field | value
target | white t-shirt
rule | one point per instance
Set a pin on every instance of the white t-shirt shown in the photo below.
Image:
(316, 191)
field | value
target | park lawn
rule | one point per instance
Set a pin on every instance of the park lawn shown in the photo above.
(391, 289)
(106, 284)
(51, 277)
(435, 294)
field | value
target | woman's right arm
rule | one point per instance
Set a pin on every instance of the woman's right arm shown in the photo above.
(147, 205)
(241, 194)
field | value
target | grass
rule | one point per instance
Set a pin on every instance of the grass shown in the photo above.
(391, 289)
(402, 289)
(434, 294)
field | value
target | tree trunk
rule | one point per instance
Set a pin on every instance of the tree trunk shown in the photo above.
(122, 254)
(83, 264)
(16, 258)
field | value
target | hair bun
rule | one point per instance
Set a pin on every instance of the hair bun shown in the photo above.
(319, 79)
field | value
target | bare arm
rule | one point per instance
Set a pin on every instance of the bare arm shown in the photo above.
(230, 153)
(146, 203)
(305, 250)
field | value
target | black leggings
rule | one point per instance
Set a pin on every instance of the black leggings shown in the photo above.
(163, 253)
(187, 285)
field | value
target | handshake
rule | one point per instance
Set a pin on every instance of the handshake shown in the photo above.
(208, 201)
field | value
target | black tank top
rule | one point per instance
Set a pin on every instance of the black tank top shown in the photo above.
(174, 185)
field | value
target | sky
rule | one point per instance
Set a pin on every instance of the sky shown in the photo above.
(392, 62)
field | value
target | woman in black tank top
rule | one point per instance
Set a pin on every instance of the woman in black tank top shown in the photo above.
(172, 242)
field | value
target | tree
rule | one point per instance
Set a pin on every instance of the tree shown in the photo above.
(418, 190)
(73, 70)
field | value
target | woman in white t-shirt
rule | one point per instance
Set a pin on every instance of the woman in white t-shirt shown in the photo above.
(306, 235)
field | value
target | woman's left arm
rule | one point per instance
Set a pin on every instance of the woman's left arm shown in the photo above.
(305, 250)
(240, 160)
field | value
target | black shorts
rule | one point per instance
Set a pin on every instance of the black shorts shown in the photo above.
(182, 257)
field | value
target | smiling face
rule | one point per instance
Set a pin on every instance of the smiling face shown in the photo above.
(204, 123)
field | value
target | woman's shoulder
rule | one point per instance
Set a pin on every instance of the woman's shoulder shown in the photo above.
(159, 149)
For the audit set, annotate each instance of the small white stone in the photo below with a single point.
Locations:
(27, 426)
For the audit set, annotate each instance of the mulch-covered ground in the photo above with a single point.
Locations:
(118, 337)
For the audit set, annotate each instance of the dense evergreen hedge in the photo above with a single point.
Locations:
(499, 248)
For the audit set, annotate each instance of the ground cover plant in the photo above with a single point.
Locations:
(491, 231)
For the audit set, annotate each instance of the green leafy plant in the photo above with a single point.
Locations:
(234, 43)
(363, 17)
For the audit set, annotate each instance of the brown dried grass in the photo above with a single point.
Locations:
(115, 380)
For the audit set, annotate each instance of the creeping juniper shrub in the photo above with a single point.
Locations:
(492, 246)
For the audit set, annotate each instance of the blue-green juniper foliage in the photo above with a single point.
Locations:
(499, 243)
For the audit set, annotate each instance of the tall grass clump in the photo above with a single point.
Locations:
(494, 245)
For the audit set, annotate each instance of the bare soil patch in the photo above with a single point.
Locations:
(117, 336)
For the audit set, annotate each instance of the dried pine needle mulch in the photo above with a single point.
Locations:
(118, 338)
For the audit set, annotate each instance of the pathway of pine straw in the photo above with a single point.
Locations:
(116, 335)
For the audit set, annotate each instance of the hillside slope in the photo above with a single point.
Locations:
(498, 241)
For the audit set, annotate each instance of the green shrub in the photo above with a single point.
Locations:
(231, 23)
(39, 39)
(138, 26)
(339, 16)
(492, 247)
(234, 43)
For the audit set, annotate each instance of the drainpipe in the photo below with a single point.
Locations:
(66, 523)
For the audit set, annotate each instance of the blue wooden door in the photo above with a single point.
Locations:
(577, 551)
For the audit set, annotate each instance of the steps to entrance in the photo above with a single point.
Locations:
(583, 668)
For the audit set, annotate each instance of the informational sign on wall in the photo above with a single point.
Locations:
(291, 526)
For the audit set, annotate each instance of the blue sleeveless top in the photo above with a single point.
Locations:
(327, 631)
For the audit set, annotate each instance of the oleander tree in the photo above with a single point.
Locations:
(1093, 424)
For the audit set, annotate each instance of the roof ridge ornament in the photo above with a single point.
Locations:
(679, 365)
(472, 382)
◆ ◆ ◆
#### [YOUR ASSIGNMENT]
Reproduce the material while keeping each line exactly as it was written.

#### [WRITTEN RESPONSE]
field | value
target | white t-shirt
rule | one point per instance
Set a pin on every instance of the white t-shirt shown in the photo below.
Image:
(316, 191)
field | value
target | park lawn
rule | one point per instance
Set a pin on every instance of the park lawn shown in the photo above.
(391, 289)
(106, 284)
(51, 277)
(435, 294)
field | value
target | woman's right arm
rule | one point per instance
Set a pin on every instance of the woman's right arm shown in the photo above.
(147, 205)
(241, 194)
field | value
target | grass
rule | one point per instance
Set a pin on every instance of the grass shown in the photo above.
(391, 289)
(402, 289)
(434, 294)
field | value
target | tree trunk
rule | one point per instance
Set a pin on every instance of the tree trunk shown in the photo above.
(122, 254)
(83, 264)
(16, 258)
field | value
target | hair bun
rule | one point per instance
Set a pin on every instance of the hair bun shown in the photo above.
(319, 79)
field | value
target | bare arm
rule | one point per instance
Set a pin on every instance of the bare arm shown in the photo above.
(230, 153)
(146, 203)
(305, 250)
field | value
target | black leggings
rule | one point per instance
Set a pin on every instance of the black leggings shown in the photo above.
(163, 253)
(187, 285)
field | value
target | handshake
rule | one point per instance
Set a pin on every instance of the handshake shown in the photo above.
(208, 201)
field | value
target | black tank top
rule | one point per instance
Set a pin on every instance of the black tank top shown in the photo above.
(174, 185)
field | value
target | sky
rule | one point per instance
Set a pin on every instance of the sky shown in the photo above.
(392, 62)
field | value
target | woman in black tank top
rule | one point per instance
Set a pin on every instance of the woman in black tank top shown in the photo above.
(172, 242)
field | value
target | tree
rule | one point per instance
Set a pin on every instance of the tree shown in the photo above.
(418, 190)
(73, 70)
field | value
target | woman in white t-shirt
rule | one point per instance
Set a pin on every instance of the woman in white t-shirt shown in the photo above.
(306, 235)
field | value
target | woman's left arm
rule | one point per instance
Set a pin on every instance of the woman's left arm shown in the photo above.
(305, 250)
(240, 160)
field | value
target | black shorts
rule | one point per instance
Set a pin on every instance of the black shorts shown in the photo above.
(182, 257)
field | value
target | smiling face
rule | one point per instance
Set a pin on every instance of the smiling face shown in the photo above.
(204, 123)
field | value
target | woman's shoulder
rule | one point per instance
Set a pin on every instance of the woman's shoulder shown in the photo above.
(159, 149)
For the audit set, annotate each instance of the small white stone in the photo below with a single point.
Locations:
(27, 426)
For the audit set, annotate each instance of the mulch-covered ground in the photo above with a single point.
Locations:
(118, 337)
For the audit set, annotate each instance of the dense evergreen hedge in the photo above with a single point.
Locations:
(499, 248)
For the audit set, annotate each instance of the ground cover plant in the photo above with a single point.
Locations:
(491, 231)
For the audit set, annotate each instance of the green leafy plant in the photo above with a single point.
Locations:
(234, 43)
(363, 17)
For the audit set, annotate each instance of the brown dried grass in the photo above with a single point.
Locations:
(115, 380)
For the audit set, annotate each instance of the creeping juniper shrub in the photo above with a single point.
Locations:
(492, 246)
For the audit set, annotate each instance of the blue-green juniper foliage in the photo above with a single point.
Locations:
(499, 243)
For the audit set, annotate each instance of the tall grass clump in the photo above with a single point.
Locations:
(494, 245)
For the audit set, annotate each instance of the bare soil patch in the photo above with a single point.
Locations:
(117, 336)
For the audit set, annotate each instance of the dried pine needle mulch in the photo above with a single point.
Locations:
(118, 338)
For the audit set, annotate each instance of the pathway of pine straw in the photo above with a single point.
Locations:
(116, 335)
For the audit set, annotate each instance of the hillside slope in the photo above with a single point.
Locations:
(498, 241)
For the audit set, annotate each instance of the green shrub in the photo above with a single point.
Locations:
(231, 23)
(39, 39)
(138, 26)
(339, 16)
(492, 247)
(234, 43)
For the audit set, annotate each instance of the drainpipe in the photo below with a single point.
Locations:
(66, 523)
For the audit set, annotate each instance of the blue wooden door in the photo above with a single point.
Locations:
(577, 551)
For the audit set, annotate each instance of the steps to entrance in the photo above with a single point.
Locations:
(583, 668)
For the audit set, annotate each instance of the informational sign on wall in the photo above with a single point.
Locations:
(291, 526)
For the audit set, annotate each instance of the blue sleeveless top in the photo above with a single point.
Locations:
(327, 631)
For the audit set, annotate each instance of the oleander tree in the photo above with a single point.
Locations:
(1093, 424)
For the audit set, annotate each instance of the roof ridge ornament in the photo above with a single point.
Locations:
(679, 365)
(472, 382)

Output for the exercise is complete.